## To be done
Pull out every line of the data below that contains the word "stone", and copy each of those lines.

## Data provided
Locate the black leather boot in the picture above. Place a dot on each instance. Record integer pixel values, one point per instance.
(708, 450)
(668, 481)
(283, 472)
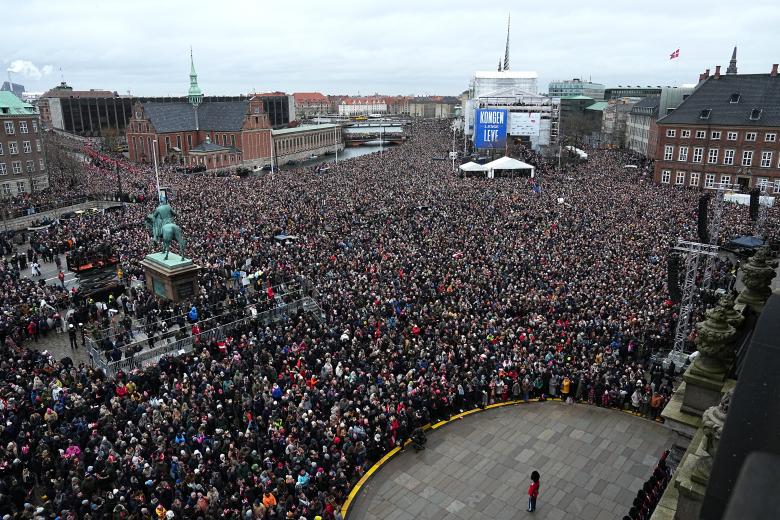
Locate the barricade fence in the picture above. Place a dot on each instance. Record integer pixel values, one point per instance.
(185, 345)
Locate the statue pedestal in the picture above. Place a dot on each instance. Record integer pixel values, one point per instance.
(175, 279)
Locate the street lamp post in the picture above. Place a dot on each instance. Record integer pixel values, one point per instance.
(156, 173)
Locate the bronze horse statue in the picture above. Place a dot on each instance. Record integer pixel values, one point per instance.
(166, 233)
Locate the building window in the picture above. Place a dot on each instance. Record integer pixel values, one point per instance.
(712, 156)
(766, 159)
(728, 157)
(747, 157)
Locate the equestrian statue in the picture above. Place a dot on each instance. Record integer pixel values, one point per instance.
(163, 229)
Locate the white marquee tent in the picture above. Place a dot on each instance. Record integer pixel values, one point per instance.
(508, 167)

---

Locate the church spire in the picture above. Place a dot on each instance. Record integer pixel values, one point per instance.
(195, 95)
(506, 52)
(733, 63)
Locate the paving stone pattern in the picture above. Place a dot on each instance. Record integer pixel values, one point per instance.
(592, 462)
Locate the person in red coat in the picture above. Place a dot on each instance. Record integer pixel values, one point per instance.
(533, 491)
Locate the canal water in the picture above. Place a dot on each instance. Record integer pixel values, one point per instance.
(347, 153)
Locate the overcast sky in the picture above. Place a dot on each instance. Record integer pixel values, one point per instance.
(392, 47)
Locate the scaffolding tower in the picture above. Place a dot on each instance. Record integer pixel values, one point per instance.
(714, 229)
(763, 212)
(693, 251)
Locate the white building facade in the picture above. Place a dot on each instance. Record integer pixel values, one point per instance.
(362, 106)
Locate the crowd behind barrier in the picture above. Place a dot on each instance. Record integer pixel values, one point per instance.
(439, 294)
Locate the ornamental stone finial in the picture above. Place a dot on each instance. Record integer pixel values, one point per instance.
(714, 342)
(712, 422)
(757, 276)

## Written solution
Locate the paving stone pattern in the picture above. Place a dot on each instance. Record integer pixel values, one point per instance.
Locate the ornamental stone finial in the picture above. Place a dot on each instance. Record integer pixel values, one point per instance.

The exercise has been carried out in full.